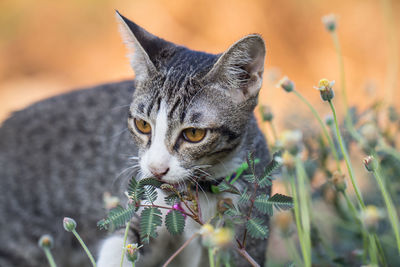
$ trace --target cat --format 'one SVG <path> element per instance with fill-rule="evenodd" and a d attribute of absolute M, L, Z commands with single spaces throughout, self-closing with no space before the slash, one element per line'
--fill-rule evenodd
<path fill-rule="evenodd" d="M 37 246 L 45 233 L 55 238 L 53 253 L 62 266 L 89 266 L 63 230 L 65 216 L 77 221 L 89 248 L 98 249 L 99 267 L 119 266 L 121 232 L 107 237 L 95 225 L 106 213 L 104 192 L 123 199 L 127 179 L 115 179 L 122 170 L 130 174 L 138 168 L 138 178 L 169 183 L 195 179 L 205 191 L 200 203 L 207 220 L 222 197 L 210 192 L 211 183 L 231 174 L 249 151 L 260 159 L 258 173 L 270 160 L 253 114 L 266 53 L 260 35 L 214 55 L 158 38 L 118 12 L 117 19 L 132 50 L 134 81 L 41 101 L 14 113 L 0 128 L 0 266 L 45 266 Z M 161 266 L 198 229 L 189 219 L 180 237 L 162 228 L 141 250 L 137 266 Z M 140 243 L 135 220 L 128 239 Z M 207 266 L 199 242 L 170 266 Z M 267 240 L 247 243 L 261 265 L 266 246 Z M 249 266 L 238 255 L 235 264 Z"/>

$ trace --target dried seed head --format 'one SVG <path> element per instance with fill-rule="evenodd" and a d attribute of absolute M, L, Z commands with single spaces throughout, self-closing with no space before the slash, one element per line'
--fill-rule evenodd
<path fill-rule="evenodd" d="M 53 247 L 53 238 L 50 235 L 42 235 L 39 239 L 39 247 L 41 248 L 52 248 Z"/>
<path fill-rule="evenodd" d="M 293 170 L 295 166 L 294 157 L 287 150 L 282 154 L 282 164 L 289 170 Z"/>
<path fill-rule="evenodd" d="M 373 156 L 367 156 L 364 158 L 364 166 L 369 172 L 373 172 L 378 168 L 378 162 Z"/>
<path fill-rule="evenodd" d="M 291 92 L 294 90 L 294 82 L 289 80 L 287 76 L 283 77 L 277 84 L 277 87 L 281 87 L 286 92 Z"/>
<path fill-rule="evenodd" d="M 274 114 L 272 113 L 272 110 L 269 106 L 261 105 L 260 111 L 261 111 L 261 117 L 262 117 L 263 121 L 272 121 L 272 119 L 274 118 Z"/>
<path fill-rule="evenodd" d="M 65 231 L 72 232 L 76 228 L 76 222 L 72 218 L 65 217 L 63 220 L 63 226 Z"/>
<path fill-rule="evenodd" d="M 332 183 L 335 186 L 337 191 L 344 191 L 347 188 L 347 183 L 345 179 L 345 175 L 335 171 L 332 175 Z"/>
<path fill-rule="evenodd" d="M 322 17 L 322 23 L 328 32 L 334 32 L 337 27 L 337 19 L 335 14 L 329 14 Z"/>
<path fill-rule="evenodd" d="M 319 90 L 323 101 L 330 101 L 335 96 L 335 93 L 333 92 L 332 89 L 334 84 L 335 81 L 321 79 L 318 83 L 318 86 L 315 86 L 314 88 Z"/>

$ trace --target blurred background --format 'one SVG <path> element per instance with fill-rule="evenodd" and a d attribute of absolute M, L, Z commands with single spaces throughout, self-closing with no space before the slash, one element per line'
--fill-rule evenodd
<path fill-rule="evenodd" d="M 339 82 L 335 49 L 321 23 L 323 15 L 334 13 L 339 21 L 349 102 L 365 106 L 376 95 L 384 96 L 388 64 L 393 61 L 383 3 L 1 0 L 0 121 L 10 112 L 45 97 L 132 78 L 115 9 L 155 35 L 211 53 L 224 51 L 246 34 L 261 33 L 268 49 L 261 102 L 269 104 L 275 113 L 286 115 L 301 110 L 297 105 L 293 108 L 292 101 L 297 101 L 293 96 L 275 88 L 283 75 L 294 80 L 298 90 L 318 108 L 327 108 L 313 86 L 320 78 Z M 390 10 L 398 14 L 400 1 L 393 1 Z M 391 98 L 399 96 L 397 92 Z M 277 114 L 276 118 L 279 127 L 284 116 Z"/>
<path fill-rule="evenodd" d="M 314 123 L 305 123 L 310 113 L 293 94 L 276 88 L 282 76 L 289 76 L 322 116 L 329 106 L 313 86 L 321 78 L 336 80 L 340 97 L 337 55 L 321 22 L 333 13 L 349 104 L 364 109 L 385 99 L 400 105 L 395 16 L 400 1 L 1 0 L 0 123 L 46 97 L 132 79 L 115 9 L 159 37 L 210 53 L 223 52 L 246 34 L 262 34 L 268 52 L 260 102 L 272 108 L 278 132 Z M 270 250 L 270 257 L 285 257 L 285 249 Z"/>

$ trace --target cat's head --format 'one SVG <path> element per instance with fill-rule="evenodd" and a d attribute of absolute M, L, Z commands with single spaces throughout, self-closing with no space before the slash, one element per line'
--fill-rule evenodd
<path fill-rule="evenodd" d="M 128 127 L 143 177 L 165 182 L 217 178 L 243 149 L 257 104 L 265 44 L 248 35 L 212 55 L 158 38 L 117 13 L 132 49 L 136 89 Z"/>

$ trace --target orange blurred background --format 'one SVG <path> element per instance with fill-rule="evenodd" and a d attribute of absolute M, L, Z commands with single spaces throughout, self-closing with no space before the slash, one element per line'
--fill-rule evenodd
<path fill-rule="evenodd" d="M 302 106 L 275 88 L 283 75 L 323 112 L 327 106 L 313 86 L 328 78 L 337 81 L 339 91 L 335 49 L 321 23 L 323 15 L 334 13 L 339 19 L 349 102 L 366 106 L 376 95 L 383 97 L 387 64 L 393 61 L 383 2 L 2 0 L 0 121 L 48 96 L 132 78 L 114 9 L 155 35 L 212 53 L 222 52 L 248 33 L 261 33 L 268 49 L 261 102 L 272 106 L 278 121 L 284 118 L 281 114 L 297 114 Z M 398 14 L 400 3 L 392 5 L 391 11 Z M 399 99 L 399 92 L 391 99 Z"/>

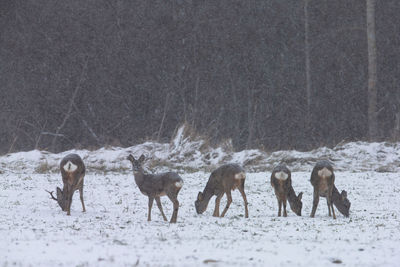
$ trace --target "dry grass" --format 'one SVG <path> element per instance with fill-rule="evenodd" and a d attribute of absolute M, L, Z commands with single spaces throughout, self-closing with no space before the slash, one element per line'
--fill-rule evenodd
<path fill-rule="evenodd" d="M 35 172 L 39 174 L 45 174 L 50 172 L 55 172 L 55 166 L 51 166 L 47 160 L 40 162 L 40 164 L 35 168 Z"/>

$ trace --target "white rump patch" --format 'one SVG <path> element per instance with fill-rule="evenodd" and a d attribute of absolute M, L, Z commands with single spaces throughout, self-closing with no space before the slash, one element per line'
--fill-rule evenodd
<path fill-rule="evenodd" d="M 73 164 L 71 161 L 68 161 L 67 163 L 65 163 L 63 168 L 64 168 L 64 171 L 66 171 L 66 172 L 74 172 L 74 171 L 76 171 L 76 169 L 78 169 L 78 166 Z"/>
<path fill-rule="evenodd" d="M 275 178 L 278 180 L 286 180 L 289 177 L 289 175 L 286 172 L 276 172 L 275 173 Z"/>
<path fill-rule="evenodd" d="M 322 178 L 330 177 L 332 175 L 332 172 L 328 170 L 326 167 L 324 167 L 322 170 L 318 171 L 318 176 Z"/>
<path fill-rule="evenodd" d="M 183 182 L 176 182 L 175 186 L 181 188 L 183 186 Z"/>
<path fill-rule="evenodd" d="M 235 179 L 236 180 L 242 180 L 242 179 L 246 179 L 246 174 L 244 172 L 239 172 L 235 174 Z"/>

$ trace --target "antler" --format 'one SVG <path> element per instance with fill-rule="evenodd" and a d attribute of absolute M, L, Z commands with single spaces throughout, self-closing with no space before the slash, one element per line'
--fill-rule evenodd
<path fill-rule="evenodd" d="M 50 192 L 50 191 L 47 191 L 46 189 L 45 189 L 44 191 L 46 191 L 47 193 L 49 193 L 50 196 L 51 196 L 51 198 L 58 202 L 58 199 L 57 199 L 56 197 L 53 196 L 53 192 L 54 192 L 54 191 L 51 191 L 51 192 Z"/>

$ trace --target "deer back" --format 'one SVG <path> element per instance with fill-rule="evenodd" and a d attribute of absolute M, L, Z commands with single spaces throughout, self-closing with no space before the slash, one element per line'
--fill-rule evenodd
<path fill-rule="evenodd" d="M 287 199 L 291 210 L 301 216 L 303 192 L 296 195 L 292 187 L 292 173 L 286 165 L 280 164 L 272 170 L 271 185 L 274 188 L 277 199 L 280 201 Z"/>
<path fill-rule="evenodd" d="M 245 170 L 238 164 L 225 164 L 214 170 L 208 178 L 203 192 L 199 192 L 194 203 L 196 212 L 203 213 L 210 198 L 244 186 Z"/>
<path fill-rule="evenodd" d="M 83 184 L 85 176 L 85 164 L 77 154 L 68 154 L 60 162 L 60 170 L 64 186 L 70 190 L 76 190 Z"/>
<path fill-rule="evenodd" d="M 206 188 L 214 194 L 234 190 L 246 179 L 245 170 L 238 164 L 225 164 L 214 170 L 208 179 Z"/>
<path fill-rule="evenodd" d="M 147 196 L 163 196 L 170 189 L 180 188 L 183 180 L 176 172 L 159 174 L 143 174 L 143 179 L 137 184 L 140 191 Z"/>
<path fill-rule="evenodd" d="M 312 186 L 314 188 L 321 186 L 323 177 L 326 177 L 327 186 L 332 186 L 334 184 L 335 173 L 332 164 L 327 160 L 321 160 L 315 164 L 310 178 Z"/>
<path fill-rule="evenodd" d="M 278 165 L 272 170 L 271 185 L 275 193 L 287 194 L 292 186 L 292 173 L 286 165 Z"/>

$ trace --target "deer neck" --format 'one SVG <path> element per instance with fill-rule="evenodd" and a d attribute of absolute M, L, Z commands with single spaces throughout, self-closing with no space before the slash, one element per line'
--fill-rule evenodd
<path fill-rule="evenodd" d="M 139 171 L 133 171 L 133 176 L 135 177 L 136 184 L 140 187 L 144 182 L 144 171 L 141 168 Z"/>
<path fill-rule="evenodd" d="M 339 193 L 339 190 L 337 190 L 335 185 L 333 185 L 333 190 L 332 190 L 332 201 L 340 213 L 342 213 L 345 216 L 349 216 L 350 207 L 345 206 L 342 195 Z"/>
<path fill-rule="evenodd" d="M 204 188 L 204 191 L 203 191 L 203 202 L 207 203 L 207 205 L 208 205 L 208 202 L 210 202 L 210 199 L 212 198 L 212 196 L 214 196 L 213 191 L 214 190 L 212 188 L 209 188 L 207 186 L 206 186 L 206 188 Z"/>
<path fill-rule="evenodd" d="M 342 204 L 342 196 L 340 195 L 339 190 L 336 188 L 335 185 L 333 185 L 332 189 L 332 200 L 335 206 Z"/>
<path fill-rule="evenodd" d="M 288 198 L 290 205 L 294 204 L 295 201 L 297 200 L 296 192 L 294 192 L 294 189 L 292 186 L 289 186 L 287 198 Z"/>

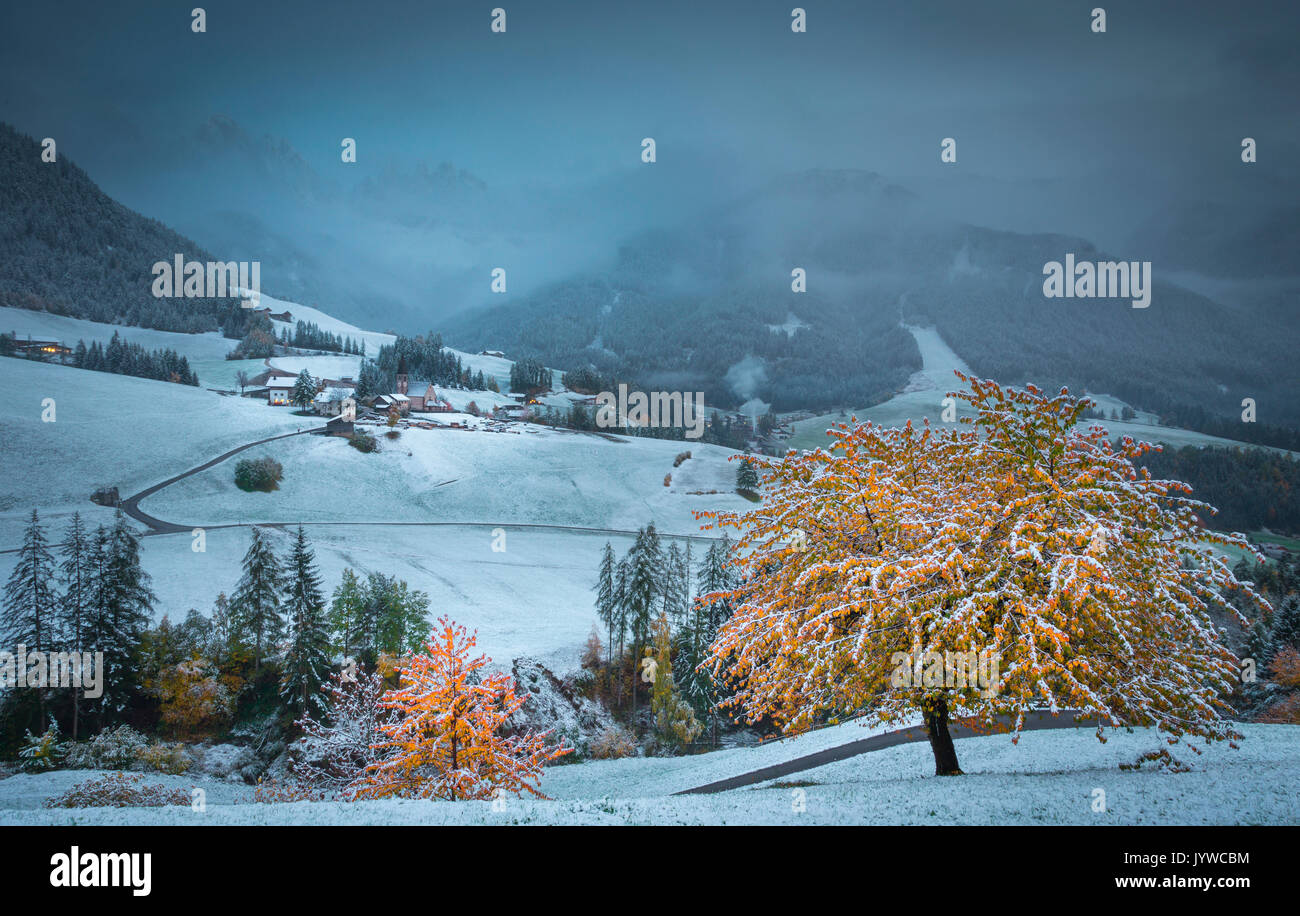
☆ ☆ ☆ ☆ ☆
What this task involves:
Every line of the data above that includes "blurred" should be listed.

Task response:
$ trace --target blurred background --format 'one SVG <path> element per instance with fill-rule="evenodd" and a d attribute of absolute M, L, Z commands with single spaces throughout, self-closing with no space before the slash, one element per line'
$ trace --target orange blurred background --format 'one SVG <path> element per instance with fill-rule="evenodd" and a d attribute of absolute M, L, Z commands with single spaces throughout, self-closing with no space before the slash, one element per line'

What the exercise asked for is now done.